— Aim of the task —
A word-for-word restatement of the data is what is needed.
** Opening Supplied records block **
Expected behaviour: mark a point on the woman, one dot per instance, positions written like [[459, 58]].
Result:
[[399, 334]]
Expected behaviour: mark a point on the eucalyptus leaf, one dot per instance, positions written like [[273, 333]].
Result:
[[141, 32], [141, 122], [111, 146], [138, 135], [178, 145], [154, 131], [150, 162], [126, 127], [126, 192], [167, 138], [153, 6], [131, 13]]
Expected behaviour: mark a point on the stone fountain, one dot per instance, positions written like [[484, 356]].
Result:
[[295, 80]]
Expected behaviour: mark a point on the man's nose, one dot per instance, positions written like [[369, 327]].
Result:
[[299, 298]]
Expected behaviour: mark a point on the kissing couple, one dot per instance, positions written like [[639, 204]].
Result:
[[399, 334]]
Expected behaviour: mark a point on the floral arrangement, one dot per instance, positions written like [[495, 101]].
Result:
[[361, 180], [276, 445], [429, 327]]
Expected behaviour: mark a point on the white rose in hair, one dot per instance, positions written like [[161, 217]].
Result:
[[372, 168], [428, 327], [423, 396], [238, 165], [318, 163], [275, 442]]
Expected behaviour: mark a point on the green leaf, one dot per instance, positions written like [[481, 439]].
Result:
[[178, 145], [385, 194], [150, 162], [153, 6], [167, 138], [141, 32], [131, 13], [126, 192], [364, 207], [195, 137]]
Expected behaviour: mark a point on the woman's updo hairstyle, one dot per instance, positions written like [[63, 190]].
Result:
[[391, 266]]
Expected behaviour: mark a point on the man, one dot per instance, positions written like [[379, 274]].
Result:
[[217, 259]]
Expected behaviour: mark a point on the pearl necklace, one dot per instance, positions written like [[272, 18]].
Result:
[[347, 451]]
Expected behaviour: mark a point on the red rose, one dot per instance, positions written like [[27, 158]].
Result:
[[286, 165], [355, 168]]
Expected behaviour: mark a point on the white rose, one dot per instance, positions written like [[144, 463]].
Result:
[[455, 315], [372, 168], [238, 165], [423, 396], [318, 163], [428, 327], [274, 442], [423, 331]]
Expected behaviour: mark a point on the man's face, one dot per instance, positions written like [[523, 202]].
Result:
** Closing Supplied records block **
— Answer section —
Expected behaviour: mark a point on the woman, one dot per instance, positions written like [[459, 58]].
Result:
[[399, 334]]
Expected behaviour: mark a point on the eucalyptus leaf, one dot per instance, positions written like [[273, 333]].
Result:
[[141, 32], [141, 122], [111, 146], [138, 135], [178, 145], [154, 131], [150, 162], [126, 127], [126, 192], [167, 138], [153, 6], [131, 13]]
Expected behaviour: mark a point on the stone fountain, one dot per instance, positions written like [[484, 356]].
Result:
[[295, 80]]
Expected behaviour: mark a point on the man's nose, one dot per instance, positions written like [[369, 327]].
Result:
[[299, 298]]
Expected behaviour: mark a point on the kissing couple, one dot per instance, positions written like [[639, 204]].
Result:
[[399, 334]]
Expected behaviour: mark a point on the floral arrangement, one dot per instance, positions written like [[495, 101]].
Result:
[[361, 180], [276, 445], [429, 327]]
Expected behaviour: mark a point on the white rose in hair, one dot per instance, positions written like [[161, 217]].
Result:
[[372, 168], [428, 327], [423, 396], [238, 165], [318, 163], [275, 442]]
Expected behaviour: mark a point on the green leaf, one dot per instance, positions written like [[481, 439]].
Result:
[[178, 145], [385, 194], [150, 162], [153, 6], [167, 138], [141, 32], [131, 13], [126, 192], [364, 207], [195, 137]]
Expected behaviour: mark a point on the woman's updo hairstyle, one dot per instance, positions written like [[63, 190]].
Result:
[[391, 266]]
Expected behaviour: mark a point on the man, one dot per instance, positions written like [[379, 274]].
Result:
[[217, 259]]
Expected behaviour: mark a point on the pearl necklace, one dot per instance, positions written like [[272, 18]].
Result:
[[347, 451]]
Expected behaviour: mark a point on the red rose, one dot per instance, positions written like [[27, 158]].
Result:
[[286, 165], [355, 168]]
Expected behaviour: mark a point on the white rose, one dot per instance, positions written like [[144, 463]].
Result:
[[455, 315], [372, 168], [238, 165], [423, 396], [318, 163], [428, 327], [274, 442], [423, 331]]
Expected behaviour: mark a point on the man's face, one dot per instance, positions written like [[523, 202]].
Result:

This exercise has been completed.